**WHAT NEEDS TO BE DONE:** How many lines in the data below contain the string "hand"? Letter case matters. Reply with the number alone.

**SUPPLIED RECORDS:**
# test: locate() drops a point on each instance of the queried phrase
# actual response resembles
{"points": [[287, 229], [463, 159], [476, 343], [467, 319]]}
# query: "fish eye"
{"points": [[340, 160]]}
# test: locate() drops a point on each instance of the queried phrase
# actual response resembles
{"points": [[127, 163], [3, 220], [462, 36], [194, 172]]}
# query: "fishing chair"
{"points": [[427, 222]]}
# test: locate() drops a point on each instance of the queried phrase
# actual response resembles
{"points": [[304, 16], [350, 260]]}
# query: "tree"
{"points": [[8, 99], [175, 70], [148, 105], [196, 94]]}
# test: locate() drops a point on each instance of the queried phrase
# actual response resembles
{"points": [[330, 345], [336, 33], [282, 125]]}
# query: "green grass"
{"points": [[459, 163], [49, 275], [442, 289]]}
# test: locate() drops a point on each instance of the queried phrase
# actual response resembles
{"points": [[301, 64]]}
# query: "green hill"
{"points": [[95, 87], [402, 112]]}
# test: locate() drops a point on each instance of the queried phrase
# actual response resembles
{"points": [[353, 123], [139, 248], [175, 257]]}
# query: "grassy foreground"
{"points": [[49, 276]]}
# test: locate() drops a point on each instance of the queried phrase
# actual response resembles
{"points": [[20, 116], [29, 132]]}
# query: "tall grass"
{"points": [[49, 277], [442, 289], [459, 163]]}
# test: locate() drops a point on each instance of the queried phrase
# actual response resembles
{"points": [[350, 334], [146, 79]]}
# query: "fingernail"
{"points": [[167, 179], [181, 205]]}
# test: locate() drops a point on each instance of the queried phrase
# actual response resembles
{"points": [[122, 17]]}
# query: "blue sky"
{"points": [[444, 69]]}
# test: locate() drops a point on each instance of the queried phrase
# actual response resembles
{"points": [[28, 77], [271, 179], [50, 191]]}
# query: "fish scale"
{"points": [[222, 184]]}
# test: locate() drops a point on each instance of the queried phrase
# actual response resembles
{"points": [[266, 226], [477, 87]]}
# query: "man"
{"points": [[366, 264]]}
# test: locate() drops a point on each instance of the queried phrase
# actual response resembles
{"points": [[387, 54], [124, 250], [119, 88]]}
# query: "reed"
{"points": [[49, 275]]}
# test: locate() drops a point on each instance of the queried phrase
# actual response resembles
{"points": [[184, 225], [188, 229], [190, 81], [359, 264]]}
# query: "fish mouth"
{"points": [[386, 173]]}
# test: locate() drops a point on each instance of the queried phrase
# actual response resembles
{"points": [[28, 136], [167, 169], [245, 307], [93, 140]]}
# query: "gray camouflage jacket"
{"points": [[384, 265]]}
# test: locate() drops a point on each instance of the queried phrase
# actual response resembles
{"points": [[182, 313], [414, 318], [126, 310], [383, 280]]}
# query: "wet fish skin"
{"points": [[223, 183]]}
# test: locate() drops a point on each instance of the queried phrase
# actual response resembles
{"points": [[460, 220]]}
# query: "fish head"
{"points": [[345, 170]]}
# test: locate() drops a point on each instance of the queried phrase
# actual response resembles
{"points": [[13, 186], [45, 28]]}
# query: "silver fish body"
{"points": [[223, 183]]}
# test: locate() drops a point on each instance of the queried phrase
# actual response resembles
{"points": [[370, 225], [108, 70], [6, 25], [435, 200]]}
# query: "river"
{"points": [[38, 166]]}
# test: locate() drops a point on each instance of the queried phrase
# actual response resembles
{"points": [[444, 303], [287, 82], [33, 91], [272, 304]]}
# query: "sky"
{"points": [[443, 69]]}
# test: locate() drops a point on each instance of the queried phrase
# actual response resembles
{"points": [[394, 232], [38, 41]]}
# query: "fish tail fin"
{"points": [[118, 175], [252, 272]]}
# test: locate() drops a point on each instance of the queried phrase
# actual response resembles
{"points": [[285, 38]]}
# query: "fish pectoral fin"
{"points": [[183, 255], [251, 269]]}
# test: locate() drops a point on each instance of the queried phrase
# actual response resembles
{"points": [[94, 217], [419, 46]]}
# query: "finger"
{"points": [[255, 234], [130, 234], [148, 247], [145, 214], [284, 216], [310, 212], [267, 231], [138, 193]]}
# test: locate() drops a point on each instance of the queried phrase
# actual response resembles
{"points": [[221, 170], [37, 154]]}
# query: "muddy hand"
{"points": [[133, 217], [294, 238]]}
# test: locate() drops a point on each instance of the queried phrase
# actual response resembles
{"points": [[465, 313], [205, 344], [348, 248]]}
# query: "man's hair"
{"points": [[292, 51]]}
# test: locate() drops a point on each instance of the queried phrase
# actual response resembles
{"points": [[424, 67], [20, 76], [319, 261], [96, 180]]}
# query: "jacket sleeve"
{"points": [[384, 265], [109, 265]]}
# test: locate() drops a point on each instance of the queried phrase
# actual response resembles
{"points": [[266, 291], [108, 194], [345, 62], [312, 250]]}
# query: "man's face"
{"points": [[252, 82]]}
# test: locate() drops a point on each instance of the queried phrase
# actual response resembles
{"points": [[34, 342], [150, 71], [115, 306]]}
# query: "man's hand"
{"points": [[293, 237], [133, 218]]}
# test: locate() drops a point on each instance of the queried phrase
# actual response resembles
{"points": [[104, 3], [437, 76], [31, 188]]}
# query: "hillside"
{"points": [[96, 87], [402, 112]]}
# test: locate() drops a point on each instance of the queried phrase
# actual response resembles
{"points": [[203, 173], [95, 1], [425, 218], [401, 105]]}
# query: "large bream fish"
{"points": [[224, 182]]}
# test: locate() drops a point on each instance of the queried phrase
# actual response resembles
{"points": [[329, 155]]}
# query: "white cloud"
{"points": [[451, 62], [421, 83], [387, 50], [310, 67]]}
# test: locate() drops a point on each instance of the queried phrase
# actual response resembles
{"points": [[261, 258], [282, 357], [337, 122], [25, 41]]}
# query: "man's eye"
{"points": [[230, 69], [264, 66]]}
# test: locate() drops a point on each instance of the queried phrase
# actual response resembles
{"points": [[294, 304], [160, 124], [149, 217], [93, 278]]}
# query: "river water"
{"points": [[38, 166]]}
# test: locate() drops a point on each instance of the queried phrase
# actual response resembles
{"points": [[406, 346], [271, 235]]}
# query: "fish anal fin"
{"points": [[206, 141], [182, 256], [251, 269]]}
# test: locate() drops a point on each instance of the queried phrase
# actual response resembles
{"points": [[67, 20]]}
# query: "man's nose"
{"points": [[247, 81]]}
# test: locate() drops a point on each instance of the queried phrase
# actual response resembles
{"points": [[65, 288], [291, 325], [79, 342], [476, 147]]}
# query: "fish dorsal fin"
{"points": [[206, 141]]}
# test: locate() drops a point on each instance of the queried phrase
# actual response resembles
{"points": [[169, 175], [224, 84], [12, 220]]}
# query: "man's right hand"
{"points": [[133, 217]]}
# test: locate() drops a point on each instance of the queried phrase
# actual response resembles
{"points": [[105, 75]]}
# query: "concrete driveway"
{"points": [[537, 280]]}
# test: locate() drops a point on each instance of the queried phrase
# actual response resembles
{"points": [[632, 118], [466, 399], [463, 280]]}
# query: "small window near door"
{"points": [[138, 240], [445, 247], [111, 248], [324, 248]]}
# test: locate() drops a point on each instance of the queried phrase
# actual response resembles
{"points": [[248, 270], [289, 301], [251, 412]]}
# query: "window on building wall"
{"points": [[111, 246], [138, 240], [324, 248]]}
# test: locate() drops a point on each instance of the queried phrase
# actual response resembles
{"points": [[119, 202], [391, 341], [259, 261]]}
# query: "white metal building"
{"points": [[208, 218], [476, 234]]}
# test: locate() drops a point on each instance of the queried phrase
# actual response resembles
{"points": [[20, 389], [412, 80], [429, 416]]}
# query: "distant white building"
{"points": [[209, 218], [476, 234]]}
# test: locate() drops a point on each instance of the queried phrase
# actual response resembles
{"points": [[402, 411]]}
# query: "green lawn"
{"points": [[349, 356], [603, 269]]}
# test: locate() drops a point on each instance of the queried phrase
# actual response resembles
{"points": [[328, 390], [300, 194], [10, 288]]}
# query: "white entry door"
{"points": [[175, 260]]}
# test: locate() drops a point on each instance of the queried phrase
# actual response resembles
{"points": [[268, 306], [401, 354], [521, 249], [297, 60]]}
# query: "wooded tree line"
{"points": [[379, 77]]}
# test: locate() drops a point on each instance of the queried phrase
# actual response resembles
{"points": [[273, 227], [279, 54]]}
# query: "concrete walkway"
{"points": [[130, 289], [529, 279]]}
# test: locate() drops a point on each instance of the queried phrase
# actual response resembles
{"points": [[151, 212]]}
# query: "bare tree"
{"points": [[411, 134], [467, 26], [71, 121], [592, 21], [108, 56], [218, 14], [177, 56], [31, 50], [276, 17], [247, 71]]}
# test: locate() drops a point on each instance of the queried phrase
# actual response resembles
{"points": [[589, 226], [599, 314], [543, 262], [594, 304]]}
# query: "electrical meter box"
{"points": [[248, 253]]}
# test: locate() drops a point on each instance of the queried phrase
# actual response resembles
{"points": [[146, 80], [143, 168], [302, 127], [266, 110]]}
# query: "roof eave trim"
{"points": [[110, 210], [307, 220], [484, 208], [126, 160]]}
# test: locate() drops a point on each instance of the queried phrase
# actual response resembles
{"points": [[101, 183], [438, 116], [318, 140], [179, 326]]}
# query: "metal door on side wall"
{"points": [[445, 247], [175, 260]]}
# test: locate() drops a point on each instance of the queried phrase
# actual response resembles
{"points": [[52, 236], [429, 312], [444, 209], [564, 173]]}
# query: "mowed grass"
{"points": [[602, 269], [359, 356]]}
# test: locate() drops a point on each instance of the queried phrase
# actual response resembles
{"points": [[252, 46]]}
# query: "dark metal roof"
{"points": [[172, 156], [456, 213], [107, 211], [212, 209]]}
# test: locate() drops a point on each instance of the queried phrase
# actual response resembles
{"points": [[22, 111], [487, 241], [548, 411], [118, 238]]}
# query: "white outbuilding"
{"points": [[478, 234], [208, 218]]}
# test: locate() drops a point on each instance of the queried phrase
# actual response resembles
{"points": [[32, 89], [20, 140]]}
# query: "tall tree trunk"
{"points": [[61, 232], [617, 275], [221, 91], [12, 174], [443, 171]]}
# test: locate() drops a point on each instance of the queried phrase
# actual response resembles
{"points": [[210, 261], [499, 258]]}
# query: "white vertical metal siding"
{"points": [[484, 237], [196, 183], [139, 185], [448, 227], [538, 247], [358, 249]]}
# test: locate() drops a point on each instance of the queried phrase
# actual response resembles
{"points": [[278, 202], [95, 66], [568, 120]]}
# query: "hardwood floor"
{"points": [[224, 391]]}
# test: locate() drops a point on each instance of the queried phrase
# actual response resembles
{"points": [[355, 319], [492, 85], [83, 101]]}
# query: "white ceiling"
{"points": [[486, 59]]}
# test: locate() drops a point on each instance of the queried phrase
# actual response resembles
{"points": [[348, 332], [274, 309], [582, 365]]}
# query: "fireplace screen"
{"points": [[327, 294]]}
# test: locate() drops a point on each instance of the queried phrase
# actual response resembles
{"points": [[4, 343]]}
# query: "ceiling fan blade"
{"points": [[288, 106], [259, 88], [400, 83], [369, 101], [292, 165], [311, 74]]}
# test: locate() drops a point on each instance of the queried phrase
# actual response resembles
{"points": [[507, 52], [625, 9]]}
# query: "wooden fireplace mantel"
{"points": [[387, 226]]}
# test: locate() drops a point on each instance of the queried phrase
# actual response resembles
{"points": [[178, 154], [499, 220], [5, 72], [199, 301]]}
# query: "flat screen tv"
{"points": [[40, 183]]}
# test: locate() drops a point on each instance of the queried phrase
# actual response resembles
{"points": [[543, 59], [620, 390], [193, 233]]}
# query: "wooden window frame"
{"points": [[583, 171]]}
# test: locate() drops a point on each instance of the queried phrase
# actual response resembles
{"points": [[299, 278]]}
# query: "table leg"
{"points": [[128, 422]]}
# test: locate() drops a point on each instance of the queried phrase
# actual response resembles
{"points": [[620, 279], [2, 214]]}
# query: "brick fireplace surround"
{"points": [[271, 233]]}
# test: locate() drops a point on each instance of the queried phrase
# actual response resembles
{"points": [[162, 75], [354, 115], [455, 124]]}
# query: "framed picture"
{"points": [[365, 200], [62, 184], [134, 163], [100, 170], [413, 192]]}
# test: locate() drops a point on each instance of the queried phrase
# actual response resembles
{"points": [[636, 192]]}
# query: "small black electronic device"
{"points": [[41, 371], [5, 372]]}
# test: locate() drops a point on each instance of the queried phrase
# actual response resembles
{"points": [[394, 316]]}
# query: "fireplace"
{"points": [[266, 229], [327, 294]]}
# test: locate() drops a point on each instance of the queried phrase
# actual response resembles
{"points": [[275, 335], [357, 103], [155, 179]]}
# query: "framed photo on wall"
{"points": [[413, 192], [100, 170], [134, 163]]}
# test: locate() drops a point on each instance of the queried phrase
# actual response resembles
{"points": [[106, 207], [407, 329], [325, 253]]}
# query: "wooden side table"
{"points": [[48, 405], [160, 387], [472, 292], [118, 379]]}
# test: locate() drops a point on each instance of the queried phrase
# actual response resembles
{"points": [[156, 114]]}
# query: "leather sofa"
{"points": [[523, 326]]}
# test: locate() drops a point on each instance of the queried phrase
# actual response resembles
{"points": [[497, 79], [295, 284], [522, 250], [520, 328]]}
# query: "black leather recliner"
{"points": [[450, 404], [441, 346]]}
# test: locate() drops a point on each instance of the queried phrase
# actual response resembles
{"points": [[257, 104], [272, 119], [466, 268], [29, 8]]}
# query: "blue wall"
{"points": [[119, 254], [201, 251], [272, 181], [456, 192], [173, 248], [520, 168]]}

**SOLUTION:** 3